OBJECTIVES:
#1 Reproduce the PII scanning passage word for word, between "Or filter by" and "Output scanning (warn-only)", inclusive.
#2 According to the PII scanning passage, which attributes are stored on spans in place of the actual PII values?
#3 Write what comes next in the PII scanning passage, picking up right after its final line.

SOURCE PASSAGE:
PII values are never on spans

The actual PII values (SSN digits, email addresses, etc.) are intentionally not recorded on spans. Only summary attributes (detected/count/action) are stored. This prevents your tracing backend from becoming a PII liability.

You can query for PII events in Grafana using TraceQL:

{waxell.mcp.pii_detected = true}

Or filter by action:

{waxell.mcp.pii_action_taken = "block"}

Full Example

Complete runnable example with PII scanning

"""MCP tool call with PII scanning enabled.

Demonstrates:
- Blocking SSNs and credit cards in tool inputs
- Warning on email addresses
- Output scanning (warn-only)
"""
import asyncio

import waxell_observe as waxell
from waxell_observe.instrumentors.mcp_instrumentor import configure_session
from waxell_observe.scanning import RegexPIIScanner

waxell.init()

# Import MCP after init() so the instrumentor patches it
from mcp import ClientSession, StdioServerParameters
from mcp.client.stdio import stdio_client


async def main():
    server_params = StdioServerParameters(
        command="npx",
        args=["-y", "@modelcontextprotocol/server-filesystem", "/tmp"],
    )

    async with stdio_client(server_params) as (read, write):
        async with ClientSession(read, write) as session:
            await session.initialize()

DATASET ROWS:
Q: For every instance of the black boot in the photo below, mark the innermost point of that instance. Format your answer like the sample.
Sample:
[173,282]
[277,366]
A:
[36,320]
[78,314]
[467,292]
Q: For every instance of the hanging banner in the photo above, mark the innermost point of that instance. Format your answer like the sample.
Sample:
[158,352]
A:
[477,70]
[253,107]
* * *
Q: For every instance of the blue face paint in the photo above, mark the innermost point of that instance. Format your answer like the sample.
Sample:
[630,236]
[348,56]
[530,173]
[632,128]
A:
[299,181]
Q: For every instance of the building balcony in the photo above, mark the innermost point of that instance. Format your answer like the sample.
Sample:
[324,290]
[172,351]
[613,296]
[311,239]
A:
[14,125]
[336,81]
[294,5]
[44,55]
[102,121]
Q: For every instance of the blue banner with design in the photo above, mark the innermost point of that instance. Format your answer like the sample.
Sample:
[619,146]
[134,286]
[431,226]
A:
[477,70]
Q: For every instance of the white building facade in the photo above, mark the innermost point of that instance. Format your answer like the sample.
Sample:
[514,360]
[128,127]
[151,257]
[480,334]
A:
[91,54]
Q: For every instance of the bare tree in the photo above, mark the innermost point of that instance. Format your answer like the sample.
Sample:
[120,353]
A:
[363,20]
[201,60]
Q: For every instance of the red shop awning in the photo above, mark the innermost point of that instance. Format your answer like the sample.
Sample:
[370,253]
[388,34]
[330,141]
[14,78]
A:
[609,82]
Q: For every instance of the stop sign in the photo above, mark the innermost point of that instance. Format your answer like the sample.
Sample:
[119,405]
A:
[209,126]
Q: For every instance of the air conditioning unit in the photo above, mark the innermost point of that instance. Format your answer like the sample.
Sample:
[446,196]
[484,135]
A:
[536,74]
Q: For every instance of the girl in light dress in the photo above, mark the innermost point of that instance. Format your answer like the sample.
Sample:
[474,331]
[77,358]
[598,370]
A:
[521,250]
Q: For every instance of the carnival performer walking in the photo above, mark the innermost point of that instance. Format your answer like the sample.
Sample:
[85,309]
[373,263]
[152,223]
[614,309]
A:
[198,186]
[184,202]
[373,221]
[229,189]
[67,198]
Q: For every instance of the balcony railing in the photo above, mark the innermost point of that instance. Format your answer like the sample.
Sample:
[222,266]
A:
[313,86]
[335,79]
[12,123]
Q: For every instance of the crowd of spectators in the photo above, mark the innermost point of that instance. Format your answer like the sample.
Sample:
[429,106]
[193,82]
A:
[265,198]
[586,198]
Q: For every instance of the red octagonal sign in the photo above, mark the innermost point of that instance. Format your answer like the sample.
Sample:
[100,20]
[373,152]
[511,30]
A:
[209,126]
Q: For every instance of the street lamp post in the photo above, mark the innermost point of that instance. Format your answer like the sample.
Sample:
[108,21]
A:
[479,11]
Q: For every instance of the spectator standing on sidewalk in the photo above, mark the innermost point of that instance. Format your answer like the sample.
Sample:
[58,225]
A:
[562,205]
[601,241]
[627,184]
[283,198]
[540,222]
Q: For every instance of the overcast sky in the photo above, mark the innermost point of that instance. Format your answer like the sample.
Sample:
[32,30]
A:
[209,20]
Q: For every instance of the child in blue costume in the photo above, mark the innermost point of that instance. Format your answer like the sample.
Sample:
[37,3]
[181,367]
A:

TASK RESULTS:
#1
Or filter by action:

{waxell.mcp.pii_action_taken = "block"}

Full Example

Complete runnable example with PII scanning

"""MCP tool call with PII scanning enabled.

Demonstrates:
- Blocking SSNs and credit cards in tool inputs
- Warning on email addresses
- Output scanning (warn-only)

#2 Only summary attributes are stored: detected, count, and action.

#3
            # Configure PII scanning
            configure_session(
                session,
                server_name="filesystem",
                governance_config={
                    "agent_name": "file-assistant",
                    "scan_inputs": True,
                    "scan_outputs": True,
                    "pii_actions": {
                        "ssn": "block",
                        "credit_card": "block",
                        "email": "warn",
                        "api_key": "block",
                        "aws_key": "block",
                        "github_pat": "block",
                    },
                },
            )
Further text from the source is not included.